*Set task*.
Collect every line from the entries below that contains the string "yellow". Matching is case-sensitive.

---------- Material ----------

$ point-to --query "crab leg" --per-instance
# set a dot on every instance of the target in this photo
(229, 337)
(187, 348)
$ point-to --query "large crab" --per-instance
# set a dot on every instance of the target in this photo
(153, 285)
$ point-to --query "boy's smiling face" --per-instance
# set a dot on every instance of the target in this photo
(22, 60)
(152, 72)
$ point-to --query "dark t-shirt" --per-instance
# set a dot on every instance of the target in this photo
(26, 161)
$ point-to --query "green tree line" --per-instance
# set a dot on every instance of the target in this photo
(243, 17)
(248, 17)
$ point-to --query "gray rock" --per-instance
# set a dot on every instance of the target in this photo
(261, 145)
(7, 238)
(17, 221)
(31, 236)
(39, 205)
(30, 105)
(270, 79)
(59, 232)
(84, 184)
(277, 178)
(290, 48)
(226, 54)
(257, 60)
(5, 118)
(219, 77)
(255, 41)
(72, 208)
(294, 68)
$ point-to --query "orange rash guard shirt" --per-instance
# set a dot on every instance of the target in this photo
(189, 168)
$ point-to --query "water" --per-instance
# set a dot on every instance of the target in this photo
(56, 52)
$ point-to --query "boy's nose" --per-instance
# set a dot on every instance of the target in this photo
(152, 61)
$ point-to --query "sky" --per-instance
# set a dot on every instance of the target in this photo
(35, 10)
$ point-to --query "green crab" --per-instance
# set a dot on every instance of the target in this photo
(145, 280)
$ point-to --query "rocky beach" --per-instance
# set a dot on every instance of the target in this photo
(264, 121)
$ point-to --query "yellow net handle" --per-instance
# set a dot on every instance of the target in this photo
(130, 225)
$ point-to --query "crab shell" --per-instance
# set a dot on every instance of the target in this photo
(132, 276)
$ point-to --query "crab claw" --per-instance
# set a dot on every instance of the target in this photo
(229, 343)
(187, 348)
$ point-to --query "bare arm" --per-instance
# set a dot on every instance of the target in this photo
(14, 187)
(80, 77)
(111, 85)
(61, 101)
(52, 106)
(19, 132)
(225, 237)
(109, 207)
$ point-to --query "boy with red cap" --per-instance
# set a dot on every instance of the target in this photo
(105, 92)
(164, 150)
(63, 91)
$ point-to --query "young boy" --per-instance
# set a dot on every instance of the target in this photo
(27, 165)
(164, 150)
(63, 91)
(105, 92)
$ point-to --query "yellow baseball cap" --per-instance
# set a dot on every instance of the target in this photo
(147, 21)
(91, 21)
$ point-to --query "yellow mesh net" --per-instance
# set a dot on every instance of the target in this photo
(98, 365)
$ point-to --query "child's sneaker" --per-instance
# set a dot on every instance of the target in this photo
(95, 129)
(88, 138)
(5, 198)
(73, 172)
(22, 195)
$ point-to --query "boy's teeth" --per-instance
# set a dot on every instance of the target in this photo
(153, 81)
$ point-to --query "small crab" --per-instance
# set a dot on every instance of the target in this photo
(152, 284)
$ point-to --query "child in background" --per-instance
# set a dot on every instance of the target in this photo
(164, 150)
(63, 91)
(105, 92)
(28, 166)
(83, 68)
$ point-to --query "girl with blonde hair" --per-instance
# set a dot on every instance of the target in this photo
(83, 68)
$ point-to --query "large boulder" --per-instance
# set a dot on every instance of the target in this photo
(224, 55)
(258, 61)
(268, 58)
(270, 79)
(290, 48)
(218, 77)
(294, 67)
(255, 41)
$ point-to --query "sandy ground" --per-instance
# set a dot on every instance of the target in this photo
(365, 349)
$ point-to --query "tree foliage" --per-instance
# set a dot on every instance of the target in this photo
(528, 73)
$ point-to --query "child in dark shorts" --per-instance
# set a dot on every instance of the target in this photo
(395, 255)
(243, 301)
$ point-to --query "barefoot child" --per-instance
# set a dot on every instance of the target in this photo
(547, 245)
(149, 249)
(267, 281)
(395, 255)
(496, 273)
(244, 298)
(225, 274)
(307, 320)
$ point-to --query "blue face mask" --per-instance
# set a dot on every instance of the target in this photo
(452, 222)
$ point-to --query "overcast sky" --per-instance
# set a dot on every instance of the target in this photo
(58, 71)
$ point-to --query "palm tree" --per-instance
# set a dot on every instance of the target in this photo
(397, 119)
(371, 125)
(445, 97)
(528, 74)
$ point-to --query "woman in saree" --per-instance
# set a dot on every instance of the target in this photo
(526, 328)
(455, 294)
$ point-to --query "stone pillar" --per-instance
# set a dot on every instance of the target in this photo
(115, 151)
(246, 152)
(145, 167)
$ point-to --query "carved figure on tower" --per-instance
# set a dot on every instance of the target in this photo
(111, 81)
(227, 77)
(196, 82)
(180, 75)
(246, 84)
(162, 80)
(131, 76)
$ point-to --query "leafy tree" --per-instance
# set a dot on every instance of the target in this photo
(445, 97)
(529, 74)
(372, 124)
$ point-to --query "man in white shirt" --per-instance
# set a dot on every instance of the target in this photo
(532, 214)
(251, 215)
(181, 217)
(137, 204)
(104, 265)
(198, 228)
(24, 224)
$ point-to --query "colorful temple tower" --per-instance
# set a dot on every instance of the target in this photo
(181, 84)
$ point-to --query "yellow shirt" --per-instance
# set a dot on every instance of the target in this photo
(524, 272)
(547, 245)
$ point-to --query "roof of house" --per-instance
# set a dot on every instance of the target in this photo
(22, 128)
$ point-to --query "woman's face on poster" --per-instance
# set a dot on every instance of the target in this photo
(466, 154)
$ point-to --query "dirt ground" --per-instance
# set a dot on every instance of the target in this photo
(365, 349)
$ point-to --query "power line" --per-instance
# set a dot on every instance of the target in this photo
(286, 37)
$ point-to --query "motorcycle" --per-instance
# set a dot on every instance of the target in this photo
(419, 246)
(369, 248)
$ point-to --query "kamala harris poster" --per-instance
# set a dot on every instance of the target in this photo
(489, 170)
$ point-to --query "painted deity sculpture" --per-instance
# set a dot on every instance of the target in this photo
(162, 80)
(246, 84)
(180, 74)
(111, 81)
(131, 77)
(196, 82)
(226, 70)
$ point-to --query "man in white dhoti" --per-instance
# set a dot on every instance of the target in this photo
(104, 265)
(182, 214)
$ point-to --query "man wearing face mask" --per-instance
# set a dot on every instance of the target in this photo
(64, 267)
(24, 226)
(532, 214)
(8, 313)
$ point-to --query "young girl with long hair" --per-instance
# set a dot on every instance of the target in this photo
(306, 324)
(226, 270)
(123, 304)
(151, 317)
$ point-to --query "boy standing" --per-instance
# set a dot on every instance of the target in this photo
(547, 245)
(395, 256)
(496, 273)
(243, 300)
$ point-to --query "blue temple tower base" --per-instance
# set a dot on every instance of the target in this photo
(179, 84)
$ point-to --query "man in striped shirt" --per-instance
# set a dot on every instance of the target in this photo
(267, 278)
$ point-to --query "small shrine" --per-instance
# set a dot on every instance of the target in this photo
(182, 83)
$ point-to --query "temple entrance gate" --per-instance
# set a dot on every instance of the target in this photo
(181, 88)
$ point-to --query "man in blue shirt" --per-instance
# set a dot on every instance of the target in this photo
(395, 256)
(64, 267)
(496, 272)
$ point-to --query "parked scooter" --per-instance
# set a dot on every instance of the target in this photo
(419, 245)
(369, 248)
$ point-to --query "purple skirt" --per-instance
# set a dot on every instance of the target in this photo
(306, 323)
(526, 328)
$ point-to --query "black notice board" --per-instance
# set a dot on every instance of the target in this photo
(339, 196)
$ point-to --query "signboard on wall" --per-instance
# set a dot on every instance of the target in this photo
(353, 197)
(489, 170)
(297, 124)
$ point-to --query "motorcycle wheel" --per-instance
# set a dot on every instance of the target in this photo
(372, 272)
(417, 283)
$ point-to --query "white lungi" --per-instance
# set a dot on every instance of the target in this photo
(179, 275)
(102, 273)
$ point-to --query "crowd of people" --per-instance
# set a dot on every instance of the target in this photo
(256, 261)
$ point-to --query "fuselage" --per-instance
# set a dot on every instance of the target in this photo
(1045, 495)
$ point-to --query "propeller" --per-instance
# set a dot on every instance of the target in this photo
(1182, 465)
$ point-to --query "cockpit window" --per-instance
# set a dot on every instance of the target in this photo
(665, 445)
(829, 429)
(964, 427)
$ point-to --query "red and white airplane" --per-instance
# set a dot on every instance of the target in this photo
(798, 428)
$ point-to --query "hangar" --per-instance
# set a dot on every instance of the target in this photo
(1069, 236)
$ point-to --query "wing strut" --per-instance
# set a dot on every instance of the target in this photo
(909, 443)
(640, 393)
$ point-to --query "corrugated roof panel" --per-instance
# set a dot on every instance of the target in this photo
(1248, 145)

----------

*In response*.
$ point-to --query "yellow net handle" --per-instance
$ point-to --query "yellow baseball cap" --per-instance
$ point-to --query "yellow mesh net" --per-instance
$ point-to --query "yellow shirt" --per-instance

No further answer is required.